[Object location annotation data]
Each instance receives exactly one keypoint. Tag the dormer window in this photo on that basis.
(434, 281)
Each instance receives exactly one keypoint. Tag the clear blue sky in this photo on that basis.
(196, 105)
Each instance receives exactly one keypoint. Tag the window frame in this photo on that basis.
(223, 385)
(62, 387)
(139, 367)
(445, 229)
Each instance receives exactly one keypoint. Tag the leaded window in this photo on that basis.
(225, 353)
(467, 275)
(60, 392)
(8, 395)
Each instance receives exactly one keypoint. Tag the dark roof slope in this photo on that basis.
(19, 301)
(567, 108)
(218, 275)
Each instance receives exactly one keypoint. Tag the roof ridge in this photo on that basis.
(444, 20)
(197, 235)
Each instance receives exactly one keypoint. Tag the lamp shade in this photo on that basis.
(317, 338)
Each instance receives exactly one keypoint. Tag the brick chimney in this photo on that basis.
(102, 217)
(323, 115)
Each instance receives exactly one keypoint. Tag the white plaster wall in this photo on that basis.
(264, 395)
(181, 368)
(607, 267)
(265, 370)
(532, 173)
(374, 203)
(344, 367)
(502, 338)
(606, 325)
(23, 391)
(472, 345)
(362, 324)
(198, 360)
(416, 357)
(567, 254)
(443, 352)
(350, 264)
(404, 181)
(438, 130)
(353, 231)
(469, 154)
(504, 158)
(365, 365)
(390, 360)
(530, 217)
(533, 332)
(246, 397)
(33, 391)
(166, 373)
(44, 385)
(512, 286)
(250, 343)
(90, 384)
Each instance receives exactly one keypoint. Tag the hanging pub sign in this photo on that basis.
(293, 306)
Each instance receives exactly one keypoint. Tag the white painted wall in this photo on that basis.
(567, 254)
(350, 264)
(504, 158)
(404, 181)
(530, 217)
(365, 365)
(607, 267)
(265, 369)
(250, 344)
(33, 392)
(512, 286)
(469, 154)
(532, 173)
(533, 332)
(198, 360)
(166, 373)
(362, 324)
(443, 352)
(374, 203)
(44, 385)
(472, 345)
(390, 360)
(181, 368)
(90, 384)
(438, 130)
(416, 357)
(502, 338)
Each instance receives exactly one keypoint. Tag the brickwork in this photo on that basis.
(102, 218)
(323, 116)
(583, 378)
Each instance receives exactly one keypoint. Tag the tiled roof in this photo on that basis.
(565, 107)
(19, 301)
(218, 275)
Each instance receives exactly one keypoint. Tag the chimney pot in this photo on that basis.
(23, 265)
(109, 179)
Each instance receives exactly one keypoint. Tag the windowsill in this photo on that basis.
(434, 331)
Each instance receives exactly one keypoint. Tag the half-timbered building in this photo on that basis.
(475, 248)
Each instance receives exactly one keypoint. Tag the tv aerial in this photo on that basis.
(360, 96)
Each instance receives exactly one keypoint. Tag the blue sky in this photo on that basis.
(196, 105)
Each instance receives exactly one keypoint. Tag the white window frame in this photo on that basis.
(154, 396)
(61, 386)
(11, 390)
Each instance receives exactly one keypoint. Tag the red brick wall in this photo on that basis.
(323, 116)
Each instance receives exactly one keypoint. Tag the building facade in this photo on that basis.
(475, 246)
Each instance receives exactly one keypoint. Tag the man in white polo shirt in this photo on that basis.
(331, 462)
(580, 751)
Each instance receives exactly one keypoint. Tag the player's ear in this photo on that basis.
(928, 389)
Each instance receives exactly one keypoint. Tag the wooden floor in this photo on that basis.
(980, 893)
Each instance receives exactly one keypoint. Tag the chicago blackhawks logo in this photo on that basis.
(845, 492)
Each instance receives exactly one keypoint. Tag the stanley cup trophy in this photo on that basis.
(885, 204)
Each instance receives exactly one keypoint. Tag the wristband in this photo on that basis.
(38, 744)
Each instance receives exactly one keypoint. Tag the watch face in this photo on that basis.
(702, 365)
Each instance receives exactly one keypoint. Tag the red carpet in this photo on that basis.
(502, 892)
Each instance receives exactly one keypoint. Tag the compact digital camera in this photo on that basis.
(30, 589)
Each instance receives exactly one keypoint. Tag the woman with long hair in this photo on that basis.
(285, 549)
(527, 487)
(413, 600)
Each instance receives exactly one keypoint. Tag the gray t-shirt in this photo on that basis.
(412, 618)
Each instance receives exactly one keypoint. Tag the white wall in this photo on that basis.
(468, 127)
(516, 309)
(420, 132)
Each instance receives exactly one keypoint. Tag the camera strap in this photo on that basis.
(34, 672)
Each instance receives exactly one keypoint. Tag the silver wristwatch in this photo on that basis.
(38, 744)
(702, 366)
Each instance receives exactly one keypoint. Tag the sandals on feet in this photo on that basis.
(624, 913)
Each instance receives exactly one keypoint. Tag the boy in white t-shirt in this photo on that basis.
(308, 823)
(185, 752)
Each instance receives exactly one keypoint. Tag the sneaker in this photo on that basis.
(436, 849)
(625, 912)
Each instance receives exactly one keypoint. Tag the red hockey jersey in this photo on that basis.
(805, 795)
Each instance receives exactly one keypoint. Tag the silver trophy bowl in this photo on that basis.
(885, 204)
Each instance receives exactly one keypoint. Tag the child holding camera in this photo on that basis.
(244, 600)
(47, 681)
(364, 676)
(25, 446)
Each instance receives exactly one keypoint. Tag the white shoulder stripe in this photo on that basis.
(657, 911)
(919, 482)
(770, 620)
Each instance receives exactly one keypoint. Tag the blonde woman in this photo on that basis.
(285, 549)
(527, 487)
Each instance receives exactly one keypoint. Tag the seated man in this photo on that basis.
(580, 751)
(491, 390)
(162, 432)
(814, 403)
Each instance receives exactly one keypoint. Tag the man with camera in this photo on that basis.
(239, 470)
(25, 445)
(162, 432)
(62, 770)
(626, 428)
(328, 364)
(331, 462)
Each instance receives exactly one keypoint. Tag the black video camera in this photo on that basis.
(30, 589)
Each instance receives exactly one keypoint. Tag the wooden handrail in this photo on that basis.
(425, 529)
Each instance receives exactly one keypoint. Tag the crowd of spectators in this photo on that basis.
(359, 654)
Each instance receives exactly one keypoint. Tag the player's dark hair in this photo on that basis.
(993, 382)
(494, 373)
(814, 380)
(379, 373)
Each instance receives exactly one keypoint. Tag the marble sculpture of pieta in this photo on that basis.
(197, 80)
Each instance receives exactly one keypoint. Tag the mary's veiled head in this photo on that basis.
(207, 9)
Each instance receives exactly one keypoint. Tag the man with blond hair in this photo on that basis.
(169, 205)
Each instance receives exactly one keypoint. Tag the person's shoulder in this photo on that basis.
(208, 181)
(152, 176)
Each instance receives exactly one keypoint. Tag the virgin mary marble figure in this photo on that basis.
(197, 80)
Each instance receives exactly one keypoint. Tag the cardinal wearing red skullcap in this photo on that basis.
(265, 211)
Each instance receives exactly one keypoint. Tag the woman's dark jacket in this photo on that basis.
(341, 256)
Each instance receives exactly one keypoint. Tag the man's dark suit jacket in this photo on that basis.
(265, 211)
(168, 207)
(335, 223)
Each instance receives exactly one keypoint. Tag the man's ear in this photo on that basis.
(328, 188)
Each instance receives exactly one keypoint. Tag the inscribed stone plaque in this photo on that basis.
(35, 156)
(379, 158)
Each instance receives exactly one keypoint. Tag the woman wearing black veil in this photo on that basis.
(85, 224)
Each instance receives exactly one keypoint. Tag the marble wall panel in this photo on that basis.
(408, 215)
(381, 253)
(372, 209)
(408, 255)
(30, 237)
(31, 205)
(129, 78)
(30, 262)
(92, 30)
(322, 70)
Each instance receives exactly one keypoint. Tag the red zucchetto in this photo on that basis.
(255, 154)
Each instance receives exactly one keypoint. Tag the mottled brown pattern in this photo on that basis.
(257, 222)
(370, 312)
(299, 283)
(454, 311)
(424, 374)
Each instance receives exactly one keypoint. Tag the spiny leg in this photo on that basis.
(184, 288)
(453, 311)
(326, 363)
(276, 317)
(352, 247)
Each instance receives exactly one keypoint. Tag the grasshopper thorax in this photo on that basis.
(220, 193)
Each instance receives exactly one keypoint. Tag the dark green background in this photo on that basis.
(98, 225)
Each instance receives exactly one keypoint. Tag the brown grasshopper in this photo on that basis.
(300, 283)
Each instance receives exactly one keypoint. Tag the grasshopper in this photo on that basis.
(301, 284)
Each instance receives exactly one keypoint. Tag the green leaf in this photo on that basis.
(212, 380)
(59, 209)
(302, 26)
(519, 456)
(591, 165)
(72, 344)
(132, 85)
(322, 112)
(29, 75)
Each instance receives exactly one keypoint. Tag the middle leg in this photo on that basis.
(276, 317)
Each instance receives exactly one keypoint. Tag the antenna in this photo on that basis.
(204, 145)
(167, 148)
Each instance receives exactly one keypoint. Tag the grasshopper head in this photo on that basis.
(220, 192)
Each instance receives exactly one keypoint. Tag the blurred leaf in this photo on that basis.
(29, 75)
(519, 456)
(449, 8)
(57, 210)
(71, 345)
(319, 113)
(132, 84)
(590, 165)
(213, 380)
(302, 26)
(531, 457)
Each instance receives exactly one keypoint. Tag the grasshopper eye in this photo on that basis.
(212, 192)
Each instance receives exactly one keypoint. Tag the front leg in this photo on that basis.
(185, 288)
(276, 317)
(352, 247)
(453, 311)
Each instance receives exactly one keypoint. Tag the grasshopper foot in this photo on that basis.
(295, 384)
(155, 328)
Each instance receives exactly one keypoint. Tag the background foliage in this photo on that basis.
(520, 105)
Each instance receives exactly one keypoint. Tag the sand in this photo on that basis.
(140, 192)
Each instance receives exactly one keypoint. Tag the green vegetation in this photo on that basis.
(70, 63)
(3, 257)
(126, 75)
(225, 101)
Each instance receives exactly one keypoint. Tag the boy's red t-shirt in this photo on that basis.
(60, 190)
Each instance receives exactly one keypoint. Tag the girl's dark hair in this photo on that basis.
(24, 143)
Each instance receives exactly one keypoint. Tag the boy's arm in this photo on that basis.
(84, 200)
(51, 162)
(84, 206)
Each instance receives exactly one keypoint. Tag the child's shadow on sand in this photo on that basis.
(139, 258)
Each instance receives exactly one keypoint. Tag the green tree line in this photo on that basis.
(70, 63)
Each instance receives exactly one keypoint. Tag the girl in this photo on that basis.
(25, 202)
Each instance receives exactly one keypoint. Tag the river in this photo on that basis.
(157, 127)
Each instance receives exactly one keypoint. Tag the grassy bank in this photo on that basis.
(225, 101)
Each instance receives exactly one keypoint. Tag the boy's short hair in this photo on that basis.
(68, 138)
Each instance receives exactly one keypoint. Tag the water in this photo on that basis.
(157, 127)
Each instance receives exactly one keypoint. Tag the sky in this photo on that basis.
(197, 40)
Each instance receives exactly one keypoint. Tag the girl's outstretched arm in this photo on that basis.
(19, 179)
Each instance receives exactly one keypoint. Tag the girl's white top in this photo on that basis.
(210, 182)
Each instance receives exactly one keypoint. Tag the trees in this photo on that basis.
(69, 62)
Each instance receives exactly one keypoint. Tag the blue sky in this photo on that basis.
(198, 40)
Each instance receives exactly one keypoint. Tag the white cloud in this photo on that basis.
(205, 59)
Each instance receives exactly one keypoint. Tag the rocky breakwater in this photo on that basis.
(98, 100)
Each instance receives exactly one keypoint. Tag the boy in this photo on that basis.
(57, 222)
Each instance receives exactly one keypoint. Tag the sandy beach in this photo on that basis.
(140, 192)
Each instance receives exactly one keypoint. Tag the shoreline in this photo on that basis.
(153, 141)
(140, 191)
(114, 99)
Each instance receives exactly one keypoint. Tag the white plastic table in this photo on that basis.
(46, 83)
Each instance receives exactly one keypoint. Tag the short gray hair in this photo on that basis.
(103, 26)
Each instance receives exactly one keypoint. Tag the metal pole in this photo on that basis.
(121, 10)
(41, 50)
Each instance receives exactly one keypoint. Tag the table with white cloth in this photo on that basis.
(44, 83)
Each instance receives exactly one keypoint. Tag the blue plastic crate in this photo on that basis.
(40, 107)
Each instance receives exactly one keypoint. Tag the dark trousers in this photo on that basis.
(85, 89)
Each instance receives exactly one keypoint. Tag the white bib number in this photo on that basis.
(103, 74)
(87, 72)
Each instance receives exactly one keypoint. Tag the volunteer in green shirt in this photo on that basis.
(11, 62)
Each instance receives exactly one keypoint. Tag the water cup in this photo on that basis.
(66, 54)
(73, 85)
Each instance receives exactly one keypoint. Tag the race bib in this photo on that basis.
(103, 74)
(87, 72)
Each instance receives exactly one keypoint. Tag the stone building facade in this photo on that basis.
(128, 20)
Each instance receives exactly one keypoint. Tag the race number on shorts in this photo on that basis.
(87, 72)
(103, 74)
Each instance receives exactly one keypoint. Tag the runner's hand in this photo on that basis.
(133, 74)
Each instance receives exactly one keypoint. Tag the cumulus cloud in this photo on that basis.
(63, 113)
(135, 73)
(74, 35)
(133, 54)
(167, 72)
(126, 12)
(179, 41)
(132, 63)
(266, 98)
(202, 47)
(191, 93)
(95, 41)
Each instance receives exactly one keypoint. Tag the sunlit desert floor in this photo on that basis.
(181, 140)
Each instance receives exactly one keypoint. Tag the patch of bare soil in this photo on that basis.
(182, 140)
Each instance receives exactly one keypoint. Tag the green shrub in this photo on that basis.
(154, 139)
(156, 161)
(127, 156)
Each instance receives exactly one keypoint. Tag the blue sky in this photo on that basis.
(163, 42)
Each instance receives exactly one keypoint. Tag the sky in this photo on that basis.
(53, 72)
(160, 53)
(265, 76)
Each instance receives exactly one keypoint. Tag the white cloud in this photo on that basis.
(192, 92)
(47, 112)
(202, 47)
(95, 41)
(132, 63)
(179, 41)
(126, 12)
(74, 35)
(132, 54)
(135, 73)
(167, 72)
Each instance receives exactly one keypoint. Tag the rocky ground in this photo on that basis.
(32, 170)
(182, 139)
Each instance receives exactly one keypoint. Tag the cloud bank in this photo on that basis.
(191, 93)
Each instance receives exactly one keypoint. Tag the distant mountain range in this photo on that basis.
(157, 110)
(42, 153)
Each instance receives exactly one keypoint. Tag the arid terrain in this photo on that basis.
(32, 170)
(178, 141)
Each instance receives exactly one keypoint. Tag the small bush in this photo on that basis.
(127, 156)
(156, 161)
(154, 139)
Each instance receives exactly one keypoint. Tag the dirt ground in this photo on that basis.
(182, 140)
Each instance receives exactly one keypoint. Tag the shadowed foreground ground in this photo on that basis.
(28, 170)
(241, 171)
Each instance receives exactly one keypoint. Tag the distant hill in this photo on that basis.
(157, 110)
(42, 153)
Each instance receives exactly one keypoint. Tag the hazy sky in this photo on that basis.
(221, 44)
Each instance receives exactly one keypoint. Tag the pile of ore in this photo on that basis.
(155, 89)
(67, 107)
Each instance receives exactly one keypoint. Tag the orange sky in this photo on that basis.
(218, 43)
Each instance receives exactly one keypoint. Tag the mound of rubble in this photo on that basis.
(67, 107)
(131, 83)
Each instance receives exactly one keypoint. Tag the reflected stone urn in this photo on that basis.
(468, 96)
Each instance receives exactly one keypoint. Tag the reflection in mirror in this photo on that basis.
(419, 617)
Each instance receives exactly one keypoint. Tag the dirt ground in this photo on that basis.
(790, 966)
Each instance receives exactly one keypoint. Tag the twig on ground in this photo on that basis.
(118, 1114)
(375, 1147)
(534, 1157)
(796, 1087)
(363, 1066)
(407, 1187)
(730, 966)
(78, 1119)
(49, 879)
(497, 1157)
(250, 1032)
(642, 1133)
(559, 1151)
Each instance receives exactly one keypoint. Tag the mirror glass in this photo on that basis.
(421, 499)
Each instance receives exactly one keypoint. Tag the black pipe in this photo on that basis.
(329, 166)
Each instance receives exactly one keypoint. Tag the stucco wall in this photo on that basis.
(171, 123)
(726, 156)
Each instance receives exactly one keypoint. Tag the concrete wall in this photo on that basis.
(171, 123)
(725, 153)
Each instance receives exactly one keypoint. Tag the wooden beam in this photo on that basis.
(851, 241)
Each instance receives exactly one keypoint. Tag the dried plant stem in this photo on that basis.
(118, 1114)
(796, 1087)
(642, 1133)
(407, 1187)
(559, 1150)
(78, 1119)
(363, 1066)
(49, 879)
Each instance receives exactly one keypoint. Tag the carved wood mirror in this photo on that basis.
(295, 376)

> _STATED TASK_
Update the rows from the line holding "Each instance receives exactly one keypoint. Tag the dried" through the end of the rows, both ends included, by replacing "carved wood mirror" with "carved wooden mirror" and leaving everything else unchanged.

> _RESULT_
Each instance receives exactly one keypoint. Tag the dried plant stem in this photo on that basis.
(118, 1114)
(796, 1087)
(642, 1133)
(407, 1187)
(559, 1150)
(78, 1119)
(363, 1066)
(49, 879)
Each instance receives exactly one keypoint. Tag the carved wooden mirror in this photo on that basis.
(295, 376)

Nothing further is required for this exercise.